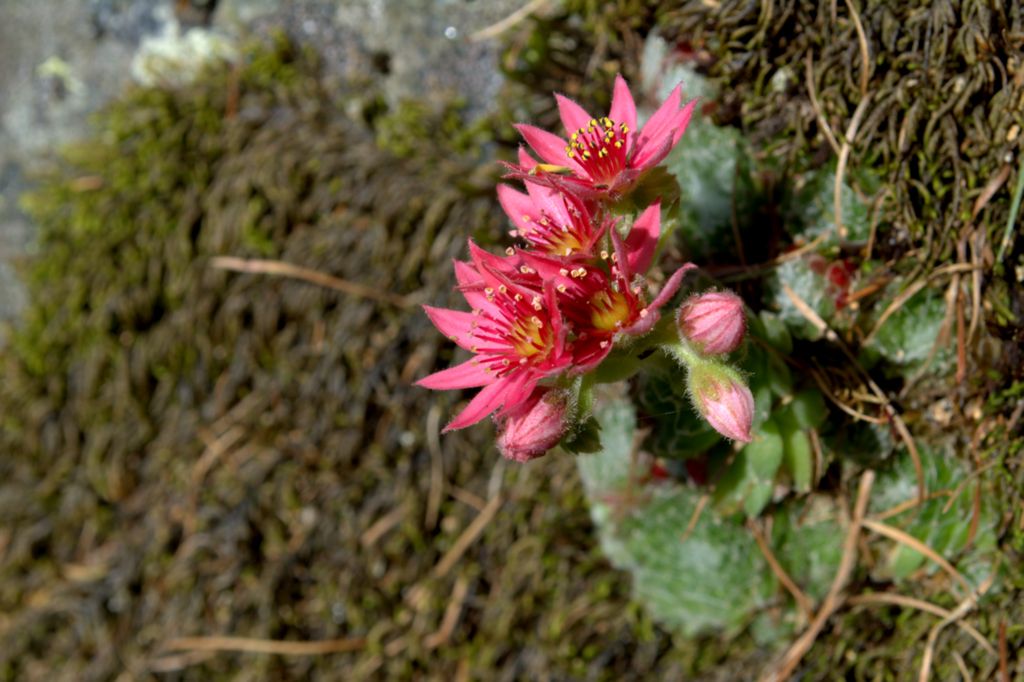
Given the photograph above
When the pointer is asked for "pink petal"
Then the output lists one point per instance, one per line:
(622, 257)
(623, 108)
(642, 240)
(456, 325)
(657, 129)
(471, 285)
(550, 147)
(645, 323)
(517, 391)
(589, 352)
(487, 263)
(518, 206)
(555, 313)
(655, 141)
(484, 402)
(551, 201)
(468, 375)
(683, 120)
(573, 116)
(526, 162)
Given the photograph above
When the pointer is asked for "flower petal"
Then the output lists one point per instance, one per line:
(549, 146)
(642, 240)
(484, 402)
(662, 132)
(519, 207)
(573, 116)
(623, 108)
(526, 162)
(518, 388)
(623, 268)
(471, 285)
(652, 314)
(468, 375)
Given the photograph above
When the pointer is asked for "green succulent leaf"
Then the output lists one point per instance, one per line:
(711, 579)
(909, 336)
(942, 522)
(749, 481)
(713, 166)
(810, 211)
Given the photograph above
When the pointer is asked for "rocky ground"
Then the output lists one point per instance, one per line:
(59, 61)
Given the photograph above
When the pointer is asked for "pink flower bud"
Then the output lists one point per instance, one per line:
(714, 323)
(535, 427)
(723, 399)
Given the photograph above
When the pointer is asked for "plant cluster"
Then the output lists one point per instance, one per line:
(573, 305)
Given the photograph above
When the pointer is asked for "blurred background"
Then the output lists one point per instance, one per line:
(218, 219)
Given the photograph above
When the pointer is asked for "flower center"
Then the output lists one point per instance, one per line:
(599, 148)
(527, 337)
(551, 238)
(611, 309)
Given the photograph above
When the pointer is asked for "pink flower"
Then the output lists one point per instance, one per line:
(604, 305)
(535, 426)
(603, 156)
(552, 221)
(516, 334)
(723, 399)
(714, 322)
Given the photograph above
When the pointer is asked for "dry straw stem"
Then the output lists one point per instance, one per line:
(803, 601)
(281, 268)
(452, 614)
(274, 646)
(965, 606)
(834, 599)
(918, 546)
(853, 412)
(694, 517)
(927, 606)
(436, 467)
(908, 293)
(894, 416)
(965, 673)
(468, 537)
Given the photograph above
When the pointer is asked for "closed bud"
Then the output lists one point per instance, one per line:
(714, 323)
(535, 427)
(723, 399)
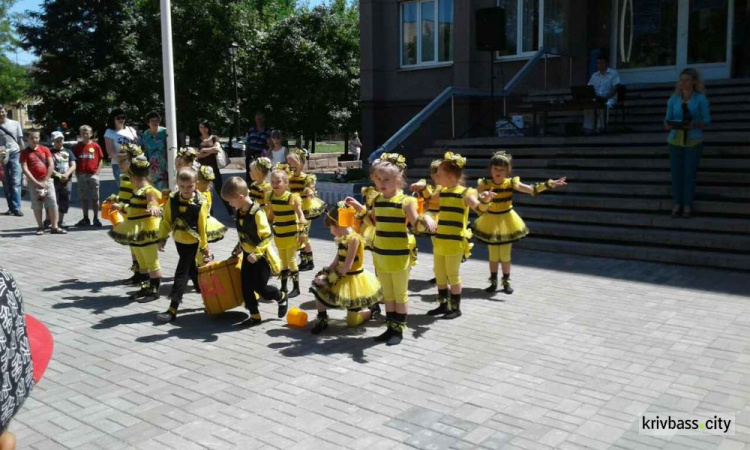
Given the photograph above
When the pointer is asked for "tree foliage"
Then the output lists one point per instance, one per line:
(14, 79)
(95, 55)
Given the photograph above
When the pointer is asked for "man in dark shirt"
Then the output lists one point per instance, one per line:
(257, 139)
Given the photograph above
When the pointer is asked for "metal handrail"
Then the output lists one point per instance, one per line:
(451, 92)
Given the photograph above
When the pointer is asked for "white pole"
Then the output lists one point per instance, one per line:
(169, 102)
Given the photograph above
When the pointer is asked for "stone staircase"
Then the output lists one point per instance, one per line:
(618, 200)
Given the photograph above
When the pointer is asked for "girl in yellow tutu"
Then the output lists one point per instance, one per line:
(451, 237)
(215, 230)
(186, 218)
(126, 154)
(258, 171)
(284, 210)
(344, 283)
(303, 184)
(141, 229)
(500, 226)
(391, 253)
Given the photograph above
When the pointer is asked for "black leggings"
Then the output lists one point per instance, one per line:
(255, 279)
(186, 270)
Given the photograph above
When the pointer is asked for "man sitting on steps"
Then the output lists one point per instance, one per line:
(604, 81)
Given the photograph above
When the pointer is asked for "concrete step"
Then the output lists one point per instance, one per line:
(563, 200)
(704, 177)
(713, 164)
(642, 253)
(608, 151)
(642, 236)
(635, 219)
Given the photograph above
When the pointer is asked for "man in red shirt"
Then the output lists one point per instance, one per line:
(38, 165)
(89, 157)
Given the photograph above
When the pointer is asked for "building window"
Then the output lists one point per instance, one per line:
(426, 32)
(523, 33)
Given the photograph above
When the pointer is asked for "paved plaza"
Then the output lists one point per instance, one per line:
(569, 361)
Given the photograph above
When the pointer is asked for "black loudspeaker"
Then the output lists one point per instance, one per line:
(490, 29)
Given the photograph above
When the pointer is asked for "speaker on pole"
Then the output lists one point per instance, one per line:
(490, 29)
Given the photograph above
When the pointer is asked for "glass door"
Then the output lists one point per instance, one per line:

------------------------------

(What you will do):
Print out the whole of the material word for word, without pictures.

(Final result):
Given the photograph above
When the pointer is asked for "pink petal"
Then the output lists one point per instance, one per line:
(622, 257)
(623, 108)
(642, 240)
(456, 325)
(657, 129)
(471, 285)
(550, 147)
(645, 323)
(517, 391)
(589, 352)
(487, 263)
(518, 206)
(555, 313)
(655, 141)
(484, 402)
(551, 201)
(468, 375)
(683, 120)
(573, 116)
(526, 162)
Given the photograph above
When the pointer is asked for "flower petal"
Then the output lists one point per instance, one per line:
(549, 146)
(642, 240)
(484, 402)
(662, 132)
(519, 207)
(573, 116)
(623, 108)
(526, 162)
(518, 388)
(623, 268)
(471, 285)
(652, 314)
(468, 375)
Given the photograph above
When the pointer is asked for "green succulent leaf"
Then the output lists one point per instance, one per line:
(711, 579)
(909, 336)
(942, 522)
(749, 481)
(713, 166)
(810, 211)
Given the photograph above
When the pointer is asked for "rocky ground"
Then the output lists one point per instance, one per line:
(59, 61)
Given the photograph above
When the pointer is asked for "pink flower bud"
Then the output lists one point per instance, one per line:
(714, 323)
(535, 427)
(723, 399)
Given the photograph above
When the pointer is asked for "plant cluster"
Then the output lists one point per instance, one per line:
(573, 305)
Given the photograph above
When the pointer is asked for "blurred background"
Then the output lists one point per instance, one per line:
(218, 219)
Given the photograph above
When the pointer is asked for "flower center"
Then the output lists one point per instance, one per line:
(599, 148)
(527, 337)
(551, 238)
(611, 309)
Given the photograph above
When the pointer is asked for "pink flower"
Then the output lists one point per instance, one per line:
(604, 305)
(535, 426)
(603, 156)
(552, 221)
(516, 334)
(723, 399)
(714, 322)
Given the photograph above
When the pointer is asked for "dry straw stem"
Then the output lists one point per instance, one per line:
(803, 601)
(281, 268)
(452, 614)
(274, 646)
(965, 606)
(834, 599)
(918, 546)
(853, 412)
(694, 517)
(927, 606)
(436, 467)
(908, 293)
(894, 416)
(965, 673)
(468, 537)
Given the photograph above
When the pointer is asked for "closed bud"
Then the output lists one point per instance, one per line:
(714, 323)
(535, 427)
(723, 399)
Given the photograph above
When the pointer is asked for "tree foliage"
Then the output lists one point per instance, one per line:
(14, 79)
(95, 55)
Given the photograph above
When the pointer is asked for "man in dark shirt"
Then the output lists one point per instance, one per line:
(257, 139)
Given the photograph above
When the pointer is asked for "metal handrail"
Then the output lists one point per instance, one per line:
(451, 92)
Given the photograph above
When the pointer is asked for "white pole"
Then the output lists one point per instance, one per line:
(169, 102)
Given the photograph above
When the pointer is asked for "stone staircase"
Then the output lists one point per instance, one per line:
(618, 200)
Given the photograph above
When the pointer is asked for "girl in yellow tutu"
Then the output lists one point per instance, one per line:
(451, 237)
(215, 230)
(186, 218)
(126, 154)
(258, 171)
(284, 210)
(344, 283)
(303, 184)
(141, 229)
(500, 226)
(391, 253)
Given the photograph above
When the pointer is asked for "black leggings"
Then the output lists one point per instance, one per line:
(255, 279)
(186, 270)
Given the photograph above
When the pointer is asked for "man sitting on steps"
Then the output lists one point per instance, one per line:
(604, 81)
Given the photograph above
When the pointer is asked for "concrete step"
Then the output lists one point per instance, one per line:
(563, 200)
(704, 177)
(713, 164)
(642, 253)
(608, 151)
(642, 236)
(635, 219)
Given the photograph above
When the pointer is asked for "man in red shirt"
Then the output lists one point per instance, one per line:
(38, 165)
(89, 157)
Given the photograph above
When the pointer is asked for "building window"
Then the output lists one point per instance, one per line:
(426, 32)
(523, 33)
Given the photograph above
When the pointer is asked for "paved plaza"
Then the output lists one point per instance, one per line:
(569, 361)
Given the photograph above
When the pointer is asked for "black loudspeaker"
Then the output lists one point per instance, one per line:
(490, 29)
Given the photograph above
When the pointer is asked for "speaker on pole"
Then the output lists one point per instance, one per line:
(490, 29)
Given the photograph above
When the pointer is asked for "glass door"
Then the output lists one point per instance, one per line:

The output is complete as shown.